지시 사항: "Please locate the wooden plank"라는 문구가 있는 줄에서 시작해 "[242,325,563,858]"라는 문구가 있는 줄까지 이어지는 항목만 빈 줄을 빼고 번호 목록으로 나타내세요. 처음과 마지막 줄도 포함합니다.

제공 자료:
++++++++++++++++++++

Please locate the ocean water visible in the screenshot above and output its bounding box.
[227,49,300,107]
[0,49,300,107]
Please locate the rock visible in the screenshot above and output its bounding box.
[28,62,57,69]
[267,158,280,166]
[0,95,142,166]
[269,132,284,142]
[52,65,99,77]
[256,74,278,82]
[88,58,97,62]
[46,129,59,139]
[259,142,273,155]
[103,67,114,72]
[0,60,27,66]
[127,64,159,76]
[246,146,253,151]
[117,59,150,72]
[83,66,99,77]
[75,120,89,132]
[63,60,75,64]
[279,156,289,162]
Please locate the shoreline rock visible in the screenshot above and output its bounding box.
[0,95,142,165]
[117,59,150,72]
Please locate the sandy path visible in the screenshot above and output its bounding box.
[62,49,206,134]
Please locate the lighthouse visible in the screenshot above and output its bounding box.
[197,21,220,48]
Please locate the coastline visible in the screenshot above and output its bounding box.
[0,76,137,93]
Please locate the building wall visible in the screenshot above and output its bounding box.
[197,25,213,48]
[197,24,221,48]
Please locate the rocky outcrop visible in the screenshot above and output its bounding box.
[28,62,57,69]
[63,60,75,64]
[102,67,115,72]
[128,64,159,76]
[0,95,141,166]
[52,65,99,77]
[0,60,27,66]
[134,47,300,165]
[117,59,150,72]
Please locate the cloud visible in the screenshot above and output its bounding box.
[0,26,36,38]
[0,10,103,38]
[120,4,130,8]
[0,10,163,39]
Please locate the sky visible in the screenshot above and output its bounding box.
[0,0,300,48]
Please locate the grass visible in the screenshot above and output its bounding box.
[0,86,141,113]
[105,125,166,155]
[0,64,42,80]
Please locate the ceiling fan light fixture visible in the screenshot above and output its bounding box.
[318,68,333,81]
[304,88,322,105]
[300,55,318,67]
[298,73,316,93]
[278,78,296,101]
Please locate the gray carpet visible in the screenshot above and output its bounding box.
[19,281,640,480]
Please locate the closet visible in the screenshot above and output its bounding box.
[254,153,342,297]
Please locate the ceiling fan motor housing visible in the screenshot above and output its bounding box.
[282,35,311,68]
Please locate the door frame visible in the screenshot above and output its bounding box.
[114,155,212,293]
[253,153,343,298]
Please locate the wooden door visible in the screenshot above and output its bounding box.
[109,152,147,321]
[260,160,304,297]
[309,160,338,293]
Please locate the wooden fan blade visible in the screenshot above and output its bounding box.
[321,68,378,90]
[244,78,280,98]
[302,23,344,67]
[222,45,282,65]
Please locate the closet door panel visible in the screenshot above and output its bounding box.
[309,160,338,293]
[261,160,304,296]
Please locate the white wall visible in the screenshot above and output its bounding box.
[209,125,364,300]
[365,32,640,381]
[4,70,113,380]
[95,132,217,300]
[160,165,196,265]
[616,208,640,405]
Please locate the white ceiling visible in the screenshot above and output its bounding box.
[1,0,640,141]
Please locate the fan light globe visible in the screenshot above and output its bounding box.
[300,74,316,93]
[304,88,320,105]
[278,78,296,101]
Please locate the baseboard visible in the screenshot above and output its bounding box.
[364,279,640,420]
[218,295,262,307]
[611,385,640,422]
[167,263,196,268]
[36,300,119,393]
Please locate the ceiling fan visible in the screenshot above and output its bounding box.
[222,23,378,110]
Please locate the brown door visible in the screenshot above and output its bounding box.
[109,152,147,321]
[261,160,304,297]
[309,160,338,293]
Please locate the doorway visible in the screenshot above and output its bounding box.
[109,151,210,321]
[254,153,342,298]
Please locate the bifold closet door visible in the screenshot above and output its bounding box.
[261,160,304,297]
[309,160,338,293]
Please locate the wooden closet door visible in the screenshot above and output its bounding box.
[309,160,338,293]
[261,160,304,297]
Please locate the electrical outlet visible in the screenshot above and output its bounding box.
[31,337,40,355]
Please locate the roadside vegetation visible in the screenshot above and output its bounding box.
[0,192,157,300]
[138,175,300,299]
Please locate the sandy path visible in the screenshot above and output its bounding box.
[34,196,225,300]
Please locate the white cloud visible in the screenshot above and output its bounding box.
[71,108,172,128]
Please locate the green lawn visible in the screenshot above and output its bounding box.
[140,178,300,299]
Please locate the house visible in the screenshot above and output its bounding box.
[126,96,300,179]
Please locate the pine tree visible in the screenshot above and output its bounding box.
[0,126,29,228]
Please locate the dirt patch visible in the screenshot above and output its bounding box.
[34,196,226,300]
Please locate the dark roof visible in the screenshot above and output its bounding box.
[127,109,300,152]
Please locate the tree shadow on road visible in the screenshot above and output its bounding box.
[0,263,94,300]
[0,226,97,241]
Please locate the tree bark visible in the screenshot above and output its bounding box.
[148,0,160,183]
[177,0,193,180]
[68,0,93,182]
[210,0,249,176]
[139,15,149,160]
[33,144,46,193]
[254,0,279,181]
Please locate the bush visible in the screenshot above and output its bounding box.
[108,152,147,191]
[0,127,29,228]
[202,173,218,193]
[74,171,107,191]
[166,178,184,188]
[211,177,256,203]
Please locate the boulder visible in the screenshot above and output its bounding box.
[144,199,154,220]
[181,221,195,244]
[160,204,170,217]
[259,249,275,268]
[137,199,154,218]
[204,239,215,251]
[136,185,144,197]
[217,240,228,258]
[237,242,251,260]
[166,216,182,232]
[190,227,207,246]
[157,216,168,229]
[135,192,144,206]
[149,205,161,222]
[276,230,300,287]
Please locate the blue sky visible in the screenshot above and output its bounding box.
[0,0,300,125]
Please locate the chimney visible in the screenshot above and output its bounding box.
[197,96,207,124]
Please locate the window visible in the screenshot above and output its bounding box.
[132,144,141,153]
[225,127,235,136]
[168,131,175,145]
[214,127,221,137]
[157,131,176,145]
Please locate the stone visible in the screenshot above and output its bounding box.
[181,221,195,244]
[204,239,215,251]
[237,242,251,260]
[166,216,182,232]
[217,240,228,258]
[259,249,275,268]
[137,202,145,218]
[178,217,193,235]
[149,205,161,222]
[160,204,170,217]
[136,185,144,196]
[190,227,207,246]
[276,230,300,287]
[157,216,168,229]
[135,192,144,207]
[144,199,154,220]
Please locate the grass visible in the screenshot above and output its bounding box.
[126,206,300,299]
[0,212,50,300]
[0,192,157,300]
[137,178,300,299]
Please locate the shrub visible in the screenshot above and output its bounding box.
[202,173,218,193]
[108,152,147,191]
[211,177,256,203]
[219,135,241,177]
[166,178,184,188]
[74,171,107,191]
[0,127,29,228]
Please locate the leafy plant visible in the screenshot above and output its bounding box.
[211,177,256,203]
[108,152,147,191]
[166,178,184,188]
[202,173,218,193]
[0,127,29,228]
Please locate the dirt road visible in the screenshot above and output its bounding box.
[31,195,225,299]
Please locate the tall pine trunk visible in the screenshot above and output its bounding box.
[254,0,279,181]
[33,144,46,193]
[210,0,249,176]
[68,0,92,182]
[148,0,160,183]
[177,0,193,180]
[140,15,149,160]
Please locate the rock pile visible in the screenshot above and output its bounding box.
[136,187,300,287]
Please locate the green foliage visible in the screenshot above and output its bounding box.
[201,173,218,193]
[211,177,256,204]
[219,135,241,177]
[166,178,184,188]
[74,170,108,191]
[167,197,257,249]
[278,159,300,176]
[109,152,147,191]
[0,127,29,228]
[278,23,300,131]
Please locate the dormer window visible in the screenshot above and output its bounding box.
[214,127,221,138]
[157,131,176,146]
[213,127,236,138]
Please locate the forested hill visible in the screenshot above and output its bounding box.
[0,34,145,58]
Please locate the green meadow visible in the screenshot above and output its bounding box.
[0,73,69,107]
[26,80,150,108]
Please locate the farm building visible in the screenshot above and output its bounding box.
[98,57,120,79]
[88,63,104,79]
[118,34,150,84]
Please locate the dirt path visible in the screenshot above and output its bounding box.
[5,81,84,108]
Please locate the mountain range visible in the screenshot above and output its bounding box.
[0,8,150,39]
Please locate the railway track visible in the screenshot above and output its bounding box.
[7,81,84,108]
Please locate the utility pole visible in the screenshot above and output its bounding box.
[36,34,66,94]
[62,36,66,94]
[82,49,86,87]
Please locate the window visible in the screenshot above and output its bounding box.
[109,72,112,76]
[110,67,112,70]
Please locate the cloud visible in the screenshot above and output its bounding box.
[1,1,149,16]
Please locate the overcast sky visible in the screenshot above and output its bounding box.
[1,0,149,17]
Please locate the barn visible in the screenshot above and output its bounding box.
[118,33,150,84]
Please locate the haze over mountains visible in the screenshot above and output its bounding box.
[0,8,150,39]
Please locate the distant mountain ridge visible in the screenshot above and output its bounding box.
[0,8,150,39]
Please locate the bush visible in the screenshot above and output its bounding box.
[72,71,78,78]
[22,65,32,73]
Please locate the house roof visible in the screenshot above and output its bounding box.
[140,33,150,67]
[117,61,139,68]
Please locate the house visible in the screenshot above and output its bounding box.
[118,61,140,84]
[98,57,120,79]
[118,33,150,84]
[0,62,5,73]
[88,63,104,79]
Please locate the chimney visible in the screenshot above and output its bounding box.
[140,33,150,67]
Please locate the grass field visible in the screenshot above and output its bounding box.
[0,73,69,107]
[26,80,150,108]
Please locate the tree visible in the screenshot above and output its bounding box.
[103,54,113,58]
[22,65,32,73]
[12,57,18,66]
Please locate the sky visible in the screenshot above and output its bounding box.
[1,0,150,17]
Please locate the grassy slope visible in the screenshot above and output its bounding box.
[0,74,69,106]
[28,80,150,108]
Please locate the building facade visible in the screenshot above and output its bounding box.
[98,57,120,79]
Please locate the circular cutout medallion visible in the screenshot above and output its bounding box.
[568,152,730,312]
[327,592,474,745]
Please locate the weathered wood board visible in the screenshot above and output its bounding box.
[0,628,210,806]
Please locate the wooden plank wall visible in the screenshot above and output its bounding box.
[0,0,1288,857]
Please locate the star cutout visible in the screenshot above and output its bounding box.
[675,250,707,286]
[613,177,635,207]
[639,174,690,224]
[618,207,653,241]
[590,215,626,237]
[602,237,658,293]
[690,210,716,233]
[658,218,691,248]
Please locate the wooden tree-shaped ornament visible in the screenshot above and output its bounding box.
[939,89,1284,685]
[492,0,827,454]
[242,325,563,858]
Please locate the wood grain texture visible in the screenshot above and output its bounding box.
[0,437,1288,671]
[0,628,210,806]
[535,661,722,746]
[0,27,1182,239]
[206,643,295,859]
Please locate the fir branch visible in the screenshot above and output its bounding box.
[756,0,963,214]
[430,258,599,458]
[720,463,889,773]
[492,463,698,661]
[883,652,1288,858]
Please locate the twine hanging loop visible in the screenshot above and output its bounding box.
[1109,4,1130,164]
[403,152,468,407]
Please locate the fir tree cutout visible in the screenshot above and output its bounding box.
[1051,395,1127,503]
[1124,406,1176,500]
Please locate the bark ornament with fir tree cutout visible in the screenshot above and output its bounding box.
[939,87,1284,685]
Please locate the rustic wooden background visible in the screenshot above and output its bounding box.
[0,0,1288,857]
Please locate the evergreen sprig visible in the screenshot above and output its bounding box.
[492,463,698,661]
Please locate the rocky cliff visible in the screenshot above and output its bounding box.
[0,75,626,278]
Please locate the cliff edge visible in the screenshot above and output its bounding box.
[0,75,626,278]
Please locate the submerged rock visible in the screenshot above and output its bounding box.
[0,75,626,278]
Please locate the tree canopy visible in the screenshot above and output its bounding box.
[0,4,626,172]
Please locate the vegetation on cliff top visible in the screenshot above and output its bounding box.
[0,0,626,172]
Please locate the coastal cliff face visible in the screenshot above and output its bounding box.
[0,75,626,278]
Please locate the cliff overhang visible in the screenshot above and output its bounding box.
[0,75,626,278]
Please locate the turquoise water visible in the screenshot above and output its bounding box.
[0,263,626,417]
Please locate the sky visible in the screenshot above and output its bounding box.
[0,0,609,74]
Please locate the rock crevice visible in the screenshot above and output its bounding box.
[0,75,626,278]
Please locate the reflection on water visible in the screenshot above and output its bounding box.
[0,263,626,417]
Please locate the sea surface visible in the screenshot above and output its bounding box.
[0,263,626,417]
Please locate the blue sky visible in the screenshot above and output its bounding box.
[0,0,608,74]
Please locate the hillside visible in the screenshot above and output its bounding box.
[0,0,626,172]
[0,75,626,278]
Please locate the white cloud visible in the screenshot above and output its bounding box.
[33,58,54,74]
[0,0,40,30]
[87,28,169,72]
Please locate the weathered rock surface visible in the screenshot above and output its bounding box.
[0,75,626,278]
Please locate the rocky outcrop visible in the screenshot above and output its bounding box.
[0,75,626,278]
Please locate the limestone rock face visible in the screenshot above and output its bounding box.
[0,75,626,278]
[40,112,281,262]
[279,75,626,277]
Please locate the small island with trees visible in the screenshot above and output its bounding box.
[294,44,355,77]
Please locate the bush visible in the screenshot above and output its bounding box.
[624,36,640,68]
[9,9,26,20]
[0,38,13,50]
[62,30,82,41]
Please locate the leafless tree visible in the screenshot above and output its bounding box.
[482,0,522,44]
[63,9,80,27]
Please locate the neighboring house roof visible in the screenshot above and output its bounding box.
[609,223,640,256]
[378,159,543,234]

++++++++++++++++++++

연습 문제 정답:
1. Please locate the wooden plank wall visible in the screenshot above and output its bounding box.
2. [0,0,1288,857]
3. Please locate the star cutout visible in the screenshot above and output its bounding box.
4. [675,250,707,286]
5. [613,177,635,207]
6. [639,174,690,224]
7. [618,207,653,241]
8. [590,215,626,237]
9. [602,237,658,293]
10. [690,210,716,233]
11. [658,218,691,248]
12. Please locate the wooden tree-shaped ornament visible in the screenshot above and output its bounding box.
13. [939,89,1284,685]
14. [492,0,827,454]
15. [242,325,563,858]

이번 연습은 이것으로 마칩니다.